** Material for this exercise follows **
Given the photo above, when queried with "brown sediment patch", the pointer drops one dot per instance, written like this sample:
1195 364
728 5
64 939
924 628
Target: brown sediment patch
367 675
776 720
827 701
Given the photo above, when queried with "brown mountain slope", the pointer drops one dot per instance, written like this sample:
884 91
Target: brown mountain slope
** End of Material for this exercise **
## Goal of the exercise
Nothing but the exact lines of the data above, from the line containing "Target: brown sediment patch" through the last, should appear in the answer.

## Task answer
Target: brown sediment patch
367 675
776 720
827 701
Given the photo above, when queried with "brown mountain slope", the pointer drops one dot per instance, written like this sample:
884 91
Target: brown mountain slope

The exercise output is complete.